The title of the documentary has various meanings: the Italian word 'fuoco' means 'fire', and also a 'shootout. In this case, the word also means the flames of the petrochemical works that make the industrial zone visible from miles around.
Its future is uncertain. The environmental damage that it has caused cannot be overlooked. The hundreds of deaths from cancer can never be undone. The most polluting parts of the industry have since been outsourced to East Asia, but Italy is still among the largest PVC producers.
In the film, the fire in the industrial wasteland where the illegal immigrants warm themselves is a symbol for the new class composition which has turned an emigration country into an immigration one.
But the phrase 'the last firebrands' also refers to the heat waves of class struggles that swept across this industrial zone in the 1950s, 60s and 70s; struggles that characterised the area and left a lasting impact upon it.

Natural-language object grounding data
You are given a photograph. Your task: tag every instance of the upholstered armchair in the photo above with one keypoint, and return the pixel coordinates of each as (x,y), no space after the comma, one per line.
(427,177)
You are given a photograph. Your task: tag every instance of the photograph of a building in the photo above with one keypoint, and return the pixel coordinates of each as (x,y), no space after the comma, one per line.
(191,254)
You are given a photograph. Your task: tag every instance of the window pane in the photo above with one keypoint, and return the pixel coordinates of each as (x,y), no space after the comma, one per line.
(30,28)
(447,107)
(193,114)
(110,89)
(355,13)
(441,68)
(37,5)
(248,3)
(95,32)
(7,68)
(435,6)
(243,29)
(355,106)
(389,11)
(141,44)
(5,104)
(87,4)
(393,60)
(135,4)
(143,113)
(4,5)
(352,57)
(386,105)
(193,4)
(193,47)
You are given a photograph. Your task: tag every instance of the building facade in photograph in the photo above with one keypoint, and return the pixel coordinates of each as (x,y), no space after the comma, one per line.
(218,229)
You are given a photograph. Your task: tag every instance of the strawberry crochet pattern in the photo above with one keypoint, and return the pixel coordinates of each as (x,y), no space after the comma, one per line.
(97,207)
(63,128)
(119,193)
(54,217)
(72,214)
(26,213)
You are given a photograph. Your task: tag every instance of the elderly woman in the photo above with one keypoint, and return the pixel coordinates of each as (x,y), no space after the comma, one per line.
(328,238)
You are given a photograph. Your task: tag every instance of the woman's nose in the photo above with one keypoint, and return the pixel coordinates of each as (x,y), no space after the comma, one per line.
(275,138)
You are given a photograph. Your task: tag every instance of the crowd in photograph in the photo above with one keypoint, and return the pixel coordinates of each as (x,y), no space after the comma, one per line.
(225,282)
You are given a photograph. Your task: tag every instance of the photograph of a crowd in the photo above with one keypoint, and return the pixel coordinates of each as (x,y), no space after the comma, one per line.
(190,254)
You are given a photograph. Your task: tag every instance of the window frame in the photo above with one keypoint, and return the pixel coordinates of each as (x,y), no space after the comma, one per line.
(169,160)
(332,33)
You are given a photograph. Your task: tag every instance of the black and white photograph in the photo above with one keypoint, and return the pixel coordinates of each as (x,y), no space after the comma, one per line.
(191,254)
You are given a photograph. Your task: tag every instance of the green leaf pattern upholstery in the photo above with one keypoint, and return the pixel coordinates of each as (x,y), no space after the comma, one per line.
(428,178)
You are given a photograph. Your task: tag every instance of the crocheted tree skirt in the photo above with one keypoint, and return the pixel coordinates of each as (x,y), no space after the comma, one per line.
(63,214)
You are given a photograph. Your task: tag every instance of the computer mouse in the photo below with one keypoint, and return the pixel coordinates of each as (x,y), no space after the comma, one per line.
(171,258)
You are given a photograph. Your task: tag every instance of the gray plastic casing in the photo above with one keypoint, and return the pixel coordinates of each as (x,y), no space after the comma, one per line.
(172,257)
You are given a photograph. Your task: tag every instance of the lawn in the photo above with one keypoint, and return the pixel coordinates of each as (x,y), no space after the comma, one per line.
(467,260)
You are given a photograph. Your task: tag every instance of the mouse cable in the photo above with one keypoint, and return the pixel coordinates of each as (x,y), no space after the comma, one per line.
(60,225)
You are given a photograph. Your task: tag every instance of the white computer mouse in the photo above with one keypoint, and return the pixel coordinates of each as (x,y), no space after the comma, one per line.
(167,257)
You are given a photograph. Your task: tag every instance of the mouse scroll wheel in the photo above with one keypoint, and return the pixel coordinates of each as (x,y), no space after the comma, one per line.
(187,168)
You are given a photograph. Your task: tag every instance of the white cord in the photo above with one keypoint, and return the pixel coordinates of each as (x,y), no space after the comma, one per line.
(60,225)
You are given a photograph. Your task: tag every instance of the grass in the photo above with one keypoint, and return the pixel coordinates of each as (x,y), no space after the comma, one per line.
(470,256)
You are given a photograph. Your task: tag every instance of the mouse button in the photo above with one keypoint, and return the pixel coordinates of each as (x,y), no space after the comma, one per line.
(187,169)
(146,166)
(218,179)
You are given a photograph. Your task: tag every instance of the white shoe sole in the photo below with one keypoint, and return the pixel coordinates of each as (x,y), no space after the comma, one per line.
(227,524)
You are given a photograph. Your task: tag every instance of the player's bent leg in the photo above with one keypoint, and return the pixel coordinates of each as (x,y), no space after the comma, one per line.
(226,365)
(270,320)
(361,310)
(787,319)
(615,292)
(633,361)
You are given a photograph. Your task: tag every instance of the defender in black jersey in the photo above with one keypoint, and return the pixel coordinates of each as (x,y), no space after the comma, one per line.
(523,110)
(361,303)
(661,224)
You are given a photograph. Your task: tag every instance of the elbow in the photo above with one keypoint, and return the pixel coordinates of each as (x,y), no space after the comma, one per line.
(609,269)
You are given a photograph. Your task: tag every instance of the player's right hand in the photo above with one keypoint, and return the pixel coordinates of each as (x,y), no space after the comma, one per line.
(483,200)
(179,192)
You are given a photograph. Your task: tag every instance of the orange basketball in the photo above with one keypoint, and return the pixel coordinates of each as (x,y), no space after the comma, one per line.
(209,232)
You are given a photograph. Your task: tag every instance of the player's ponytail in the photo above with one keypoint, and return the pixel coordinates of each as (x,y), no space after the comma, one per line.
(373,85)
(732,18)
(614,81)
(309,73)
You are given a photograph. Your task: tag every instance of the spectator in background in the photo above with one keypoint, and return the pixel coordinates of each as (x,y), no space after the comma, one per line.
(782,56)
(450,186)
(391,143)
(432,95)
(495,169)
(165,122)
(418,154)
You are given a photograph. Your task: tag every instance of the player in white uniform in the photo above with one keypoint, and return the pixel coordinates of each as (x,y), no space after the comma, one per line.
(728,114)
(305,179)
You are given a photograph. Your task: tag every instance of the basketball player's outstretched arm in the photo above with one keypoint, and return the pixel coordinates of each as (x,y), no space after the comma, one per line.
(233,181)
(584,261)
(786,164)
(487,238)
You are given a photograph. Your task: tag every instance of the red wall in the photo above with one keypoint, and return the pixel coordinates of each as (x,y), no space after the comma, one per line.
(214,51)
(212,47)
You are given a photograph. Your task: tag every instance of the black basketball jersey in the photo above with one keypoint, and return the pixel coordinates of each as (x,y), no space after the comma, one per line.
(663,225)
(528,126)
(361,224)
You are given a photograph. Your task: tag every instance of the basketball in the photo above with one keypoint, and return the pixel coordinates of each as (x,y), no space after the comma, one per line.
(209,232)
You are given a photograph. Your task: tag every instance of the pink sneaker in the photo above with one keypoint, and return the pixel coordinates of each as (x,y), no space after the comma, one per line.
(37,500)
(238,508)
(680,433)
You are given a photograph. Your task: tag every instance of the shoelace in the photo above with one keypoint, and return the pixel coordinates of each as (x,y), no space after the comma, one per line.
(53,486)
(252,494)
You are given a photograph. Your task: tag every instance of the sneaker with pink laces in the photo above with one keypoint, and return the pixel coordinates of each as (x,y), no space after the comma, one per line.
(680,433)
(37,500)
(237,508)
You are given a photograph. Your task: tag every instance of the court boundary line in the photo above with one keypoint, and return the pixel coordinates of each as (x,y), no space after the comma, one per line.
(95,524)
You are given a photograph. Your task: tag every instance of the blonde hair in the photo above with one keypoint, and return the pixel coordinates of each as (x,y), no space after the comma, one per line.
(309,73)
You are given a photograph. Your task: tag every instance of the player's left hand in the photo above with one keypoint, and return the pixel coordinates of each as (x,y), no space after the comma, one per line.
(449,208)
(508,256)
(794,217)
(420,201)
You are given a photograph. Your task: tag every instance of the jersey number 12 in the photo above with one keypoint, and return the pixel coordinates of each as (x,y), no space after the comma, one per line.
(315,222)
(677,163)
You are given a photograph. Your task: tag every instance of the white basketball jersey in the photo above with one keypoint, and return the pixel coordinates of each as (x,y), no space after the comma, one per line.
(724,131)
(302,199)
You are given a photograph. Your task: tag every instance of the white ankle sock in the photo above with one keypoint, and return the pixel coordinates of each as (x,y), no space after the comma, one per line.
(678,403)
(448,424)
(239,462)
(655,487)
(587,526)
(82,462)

### Exercise:
Write the next part of the passage about the documentary and the Italian petrochemical zone, beginning after its final sentence. None of the data is required for the work here.

### Answer below:
Italy under went rapid industrialisation after the Second World War. The Communist Party became one of the important state agents to discipline the workers for the industrial development. A new work-force emerged from the rural areas of Italy, trying their luck by migrating to the cities. The old core workers of the traditional labour movement greeted them with suspicion, sometimes even racism. For the traditional unions they were inexperienced peasants who only put downward pressure on wages. The first collective upheavals of this new generation of workers took everyone by surprise and shook the whole social frame-work of post-War Italy.